• Supplied information:
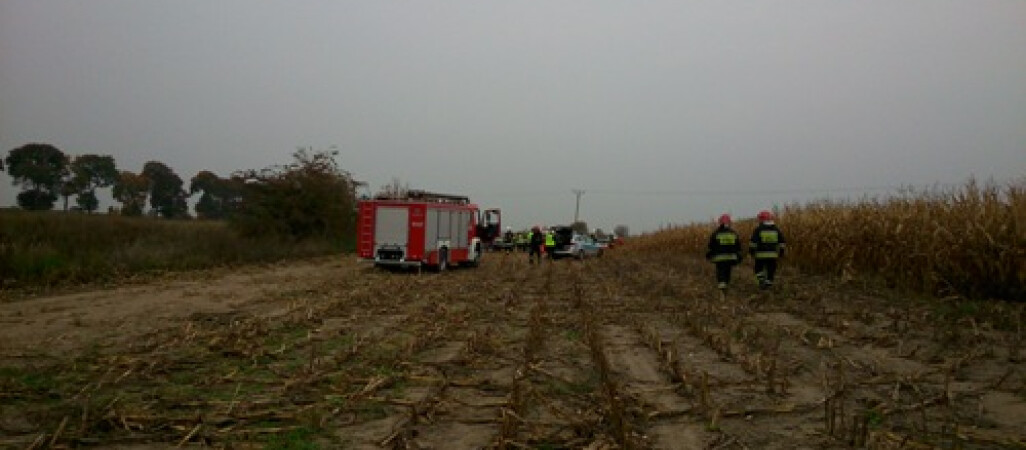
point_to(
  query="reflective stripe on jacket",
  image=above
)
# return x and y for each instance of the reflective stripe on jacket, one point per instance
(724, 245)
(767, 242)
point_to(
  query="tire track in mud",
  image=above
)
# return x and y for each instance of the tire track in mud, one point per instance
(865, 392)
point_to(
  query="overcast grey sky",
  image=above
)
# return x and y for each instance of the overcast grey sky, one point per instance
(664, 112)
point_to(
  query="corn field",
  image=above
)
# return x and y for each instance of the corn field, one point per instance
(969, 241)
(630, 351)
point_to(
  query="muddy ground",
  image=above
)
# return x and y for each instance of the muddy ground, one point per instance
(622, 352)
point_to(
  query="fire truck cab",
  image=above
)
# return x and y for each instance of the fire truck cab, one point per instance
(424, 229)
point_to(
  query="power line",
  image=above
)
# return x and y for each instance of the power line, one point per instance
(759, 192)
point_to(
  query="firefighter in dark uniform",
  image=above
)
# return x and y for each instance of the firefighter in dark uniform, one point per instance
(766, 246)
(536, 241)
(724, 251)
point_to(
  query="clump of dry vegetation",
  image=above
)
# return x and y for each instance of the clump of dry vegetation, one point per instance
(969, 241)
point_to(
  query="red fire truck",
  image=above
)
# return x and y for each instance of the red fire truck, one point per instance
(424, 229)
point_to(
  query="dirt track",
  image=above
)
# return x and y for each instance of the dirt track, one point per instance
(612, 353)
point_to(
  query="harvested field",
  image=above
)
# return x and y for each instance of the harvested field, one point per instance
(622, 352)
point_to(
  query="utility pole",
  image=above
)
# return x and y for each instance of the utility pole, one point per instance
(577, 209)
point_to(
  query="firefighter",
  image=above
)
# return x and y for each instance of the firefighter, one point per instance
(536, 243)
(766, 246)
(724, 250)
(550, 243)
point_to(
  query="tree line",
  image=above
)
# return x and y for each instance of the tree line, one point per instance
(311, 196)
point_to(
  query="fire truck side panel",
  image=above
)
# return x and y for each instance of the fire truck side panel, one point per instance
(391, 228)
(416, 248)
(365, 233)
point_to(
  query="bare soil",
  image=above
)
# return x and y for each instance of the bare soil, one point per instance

• Task goal: Please repeat the entries exactly. Do not include the pictures.

• Task answer:
point_to(
  query="reflective stripe on jacket",
  image=above
)
# return x and y for each instance of the reflective stripe on jacket, one point per instance
(724, 245)
(767, 242)
point_to(
  query="tire track in mud",
  image=above
)
# return x and y for each instance of the tire track in mud, one point per instance
(865, 392)
point_to(
  query="overcast grey sky",
  image=above
)
# return x and y for each instance of the overcast grey sky, one point per instance
(664, 112)
point_to(
  query="corn field",
  image=above
)
# return x and y for each instance of the corn field, one point per instance
(969, 241)
(630, 351)
point_to(
  query="muddy ground",
  image=above
)
# return x and y for each instance of the muddy ground, one point per instance
(622, 352)
point_to(
  query="fire truck cab",
  image=above
)
# return x and y for each instance of the fire truck cab, one point per instance
(424, 229)
point_to(
  query="power line",
  image=above
)
# return x and y for each instance of the power line, one point per instance
(759, 192)
point_to(
  query="firefighter in dark uniform",
  image=above
)
# return x and y for each instance of the firefighter in dark uniform, one point per instance
(766, 246)
(536, 241)
(724, 251)
point_to(
  query="clump of dry vegetation",
  image=above
)
# return x and y for each instance of the clump of dry vegetation, one point per instance
(969, 241)
point_to(
  query="red fire truck",
  image=above
)
# return x and y for each instance of the red fire truck, one point per instance
(424, 229)
point_to(
  query="dirt track",
  image=above
)
# return x and y for each instance of the dirt track, one point per instance
(612, 353)
point_to(
  query="harvested field",
  image=above
)
# return x and y for each instance of the harvested field, one point per instance
(622, 352)
point_to(
  query="utility pole",
  image=above
)
# return x and y for each instance of the utility pole, one point per instance
(577, 209)
point_to(
  query="firefighter",
  image=above
)
# return x and y for each instance of the firefighter, one point per instance
(536, 243)
(766, 246)
(724, 250)
(550, 243)
point_to(
  query="tree line",
  image=above
)
# return x and y for each instance of the tree line, one point per instance
(311, 196)
point_to(
  query="fire truck side panel",
  image=above
)
# return x and y for each instance of the fire truck side panel, one point per instance
(391, 228)
(416, 248)
(365, 233)
point_to(
  query="bare soil",
  image=above
)
# return x and y for each instance of the bare soil, one point per instance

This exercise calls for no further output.